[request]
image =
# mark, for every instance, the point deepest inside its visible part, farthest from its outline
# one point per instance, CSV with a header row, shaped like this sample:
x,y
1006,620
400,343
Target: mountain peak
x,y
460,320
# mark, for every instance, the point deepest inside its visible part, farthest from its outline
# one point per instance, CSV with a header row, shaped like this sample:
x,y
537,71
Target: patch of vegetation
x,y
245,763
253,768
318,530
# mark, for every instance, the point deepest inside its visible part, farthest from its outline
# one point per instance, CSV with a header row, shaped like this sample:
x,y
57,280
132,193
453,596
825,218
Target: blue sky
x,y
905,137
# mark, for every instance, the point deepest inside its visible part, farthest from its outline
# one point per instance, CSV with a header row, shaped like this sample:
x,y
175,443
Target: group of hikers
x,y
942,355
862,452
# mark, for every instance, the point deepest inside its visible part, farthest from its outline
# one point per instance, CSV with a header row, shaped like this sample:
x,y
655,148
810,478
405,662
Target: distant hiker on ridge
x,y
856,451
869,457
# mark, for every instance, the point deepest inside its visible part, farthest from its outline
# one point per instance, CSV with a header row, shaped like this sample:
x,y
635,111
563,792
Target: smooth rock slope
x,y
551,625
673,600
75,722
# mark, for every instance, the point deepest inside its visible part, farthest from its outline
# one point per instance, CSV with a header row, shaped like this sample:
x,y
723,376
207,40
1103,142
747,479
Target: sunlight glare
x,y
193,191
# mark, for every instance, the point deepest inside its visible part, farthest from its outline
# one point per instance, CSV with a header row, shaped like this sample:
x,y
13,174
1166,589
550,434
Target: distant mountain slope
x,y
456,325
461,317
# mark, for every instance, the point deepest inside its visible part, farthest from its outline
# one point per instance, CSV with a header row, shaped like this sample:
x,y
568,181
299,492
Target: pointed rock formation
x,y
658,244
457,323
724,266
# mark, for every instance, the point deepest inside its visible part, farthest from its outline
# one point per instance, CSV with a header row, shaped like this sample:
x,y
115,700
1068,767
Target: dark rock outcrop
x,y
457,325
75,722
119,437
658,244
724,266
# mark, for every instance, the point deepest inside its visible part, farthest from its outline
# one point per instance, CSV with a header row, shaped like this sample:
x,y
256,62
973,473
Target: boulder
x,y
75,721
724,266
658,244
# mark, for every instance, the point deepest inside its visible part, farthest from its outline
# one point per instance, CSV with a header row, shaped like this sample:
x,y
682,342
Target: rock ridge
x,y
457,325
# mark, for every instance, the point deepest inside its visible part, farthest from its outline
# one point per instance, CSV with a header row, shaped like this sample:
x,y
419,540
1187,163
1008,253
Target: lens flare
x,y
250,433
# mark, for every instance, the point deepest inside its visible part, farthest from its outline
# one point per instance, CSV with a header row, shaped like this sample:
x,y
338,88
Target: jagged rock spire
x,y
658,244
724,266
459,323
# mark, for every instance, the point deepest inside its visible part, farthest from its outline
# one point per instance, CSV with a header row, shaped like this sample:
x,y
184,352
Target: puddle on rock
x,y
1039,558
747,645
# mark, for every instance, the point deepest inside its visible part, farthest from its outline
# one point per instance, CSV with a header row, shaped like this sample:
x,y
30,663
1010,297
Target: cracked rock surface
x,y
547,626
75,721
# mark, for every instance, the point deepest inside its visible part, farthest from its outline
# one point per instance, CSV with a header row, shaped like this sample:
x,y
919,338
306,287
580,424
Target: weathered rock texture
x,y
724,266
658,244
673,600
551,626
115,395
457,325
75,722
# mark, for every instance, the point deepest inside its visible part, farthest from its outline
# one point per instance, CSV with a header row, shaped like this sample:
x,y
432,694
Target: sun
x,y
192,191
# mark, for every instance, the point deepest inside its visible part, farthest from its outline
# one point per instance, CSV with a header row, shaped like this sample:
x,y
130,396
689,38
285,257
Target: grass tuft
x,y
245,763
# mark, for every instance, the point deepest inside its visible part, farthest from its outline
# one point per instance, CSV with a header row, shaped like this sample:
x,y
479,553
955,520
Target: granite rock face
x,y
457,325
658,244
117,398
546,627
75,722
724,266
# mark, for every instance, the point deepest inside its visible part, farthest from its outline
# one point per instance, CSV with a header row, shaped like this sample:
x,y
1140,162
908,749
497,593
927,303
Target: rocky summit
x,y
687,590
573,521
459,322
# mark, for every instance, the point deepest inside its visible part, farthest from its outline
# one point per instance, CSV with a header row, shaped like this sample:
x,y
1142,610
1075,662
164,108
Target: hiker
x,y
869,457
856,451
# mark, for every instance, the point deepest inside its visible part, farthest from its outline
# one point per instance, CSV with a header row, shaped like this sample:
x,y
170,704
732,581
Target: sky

★ ★ ★ ★ ★

» **TASK DETAILS**
Transcribe the data above verbatim.

» **YOUR SOLUTION**
[request]
image =
# mark, for every instance, the point deepest inside its visible part, farthest from its outline
# one point per instance, CSV with a header row, shaped like this sample:
x,y
1006,620
400,343
Target: mountain peak
x,y
460,320
# mark, for every instance, the point deepest inside its visible part, farthest from its outline
# one point per instance, CSV with a header row, shaped like this sample:
x,y
537,71
Target: patch of vegetation
x,y
245,763
253,768
318,530
# mark, for every instance, the point deepest inside its visible part, farthest from its outline
# one point per instance, CSV with a header row, shaped like this sample:
x,y
57,280
132,193
453,596
825,218
Target: blue sky
x,y
905,137
# mark, for every instance, the point deepest inside its visible part, farthest from its outline
# one point per instance, CSV with a header row, shaped like this sample:
x,y
175,443
Target: group of hikers
x,y
942,355
862,452
# mark, for every instance, the point deepest inside its visible part, farthest from its outline
# one point per instance, CSV with a header row, shaped like this sample:
x,y
655,148
810,478
405,662
Target: distant hiker on ridge
x,y
856,451
869,457
# mark, for every instance, the point deepest inside its visible part, farthest from its outline
# one point per instance, CSV with a header row, shaped like this sample:
x,y
635,111
563,792
Target: smooth rock slope
x,y
551,625
673,600
75,722
# mark, for every instance, the point deepest inside its visible part, farthest from its outline
# one point per instance, CSV with a header row, shaped like this sample:
x,y
723,376
207,40
1103,142
747,479
Target: sunlight glare
x,y
193,191
# mark, for every instance, the point deepest inside its visible part, farthest from its outline
# one point per instance, CSV with a header row, shaped like this sample:
x,y
13,174
1166,589
550,434
Target: distant mountain slope
x,y
456,325
461,317
# mark, for every instance, the point deepest inside its visible part, farthest from its outline
# one point per instance, CSV with a header row, shaped like this sample:
x,y
568,181
299,492
Target: pointed rock formation
x,y
658,244
457,323
724,266
# mark, for every instance, the point deepest inside its visible part, farthest from its outline
# one point per instance, CSV with a header row, shaped like this sample:
x,y
115,700
1068,767
Target: dark rock outcrop
x,y
457,325
75,722
119,437
658,244
724,266
# mark, for every instance, the point deepest inside its visible part, farthest from its outline
# one point per instance, CSV with a header row, shaped like this sample:
x,y
256,62
973,473
Target: boulder
x,y
75,721
724,266
658,244
# mark, for every instance, the point deepest inside its visible part, farthest from its outline
# one point per instance, CSV with a header row, shaped like this sample:
x,y
682,342
Target: rock ridge
x,y
457,325
# mark, for every instance, the point deepest inside its visible part, farthest from its outline
# one point per instance, CSV with a header row, shaped like this sample:
x,y
419,540
1187,163
1008,253
Target: lens flare
x,y
250,433
# mark, for every instance, the point deepest inside its visible part, farthest from its outline
# one point per instance, CSV with a header row, shaped like this sample:
x,y
338,88
Target: jagged rock spire
x,y
658,244
724,266
459,323
# mark, for every instance, the point deepest inside its visible part, farthest from its outline
# one point per instance, CSV with a header row, shaped like this sample:
x,y
184,352
Target: puddle on rock
x,y
1039,558
747,645
# mark, for every instance, the point deepest inside its visible part, farthest from its outline
# one point per instance, CSV with a header row, shaped like this sample:
x,y
30,663
1010,297
Target: cracked rock surface
x,y
547,626
75,721
# mark, for every instance, the point deepest inside its visible part, farthest from its outline
# one point per instance, CSV with a header row, shaped like this sample:
x,y
919,338
306,287
580,424
Target: weathered rock texture
x,y
724,266
658,244
673,600
551,626
115,395
457,325
75,722
# mark, for every instance, the point deepest inside its visible part, farthest from its outline
# one point per instance, CSV with a header row, shaped like this sample:
x,y
432,694
Target: sun
x,y
192,191
# mark, for every instance, the point deepest inside its visible part, farthest from its outline
# one point per instance, CSV with a header row, shaped like this sample:
x,y
130,396
689,38
285,257
Target: grass tuft
x,y
245,763
# mark, for every instance, the point deepest inside its visible part, farthest from its outline
# one point per instance, CSV with a header row, shaped like this sample:
x,y
479,553
955,520
Target: granite rock face
x,y
457,325
658,244
117,398
546,627
75,722
724,266
# mark, for every instance, the point deepest inside its visible part, farthest from its outline
# one point per instance, CSV with a header row, shaped like this sample:
x,y
1140,162
908,749
497,593
927,303
Target: rocky summit
x,y
687,590
573,521
459,322
# mark, for every instance, the point deepest inside its visible part, farthest from its outline
# one point per instance, CSV with a header row, shaped like this sample:
x,y
1142,610
1075,662
164,108
Target: hiker
x,y
869,457
856,451
# mark, for every instance, the point deepest inside its visible part, farthest from its outline
# one point per instance, CSV with a header row, shaped like this sample:
x,y
170,704
732,581
Target: sky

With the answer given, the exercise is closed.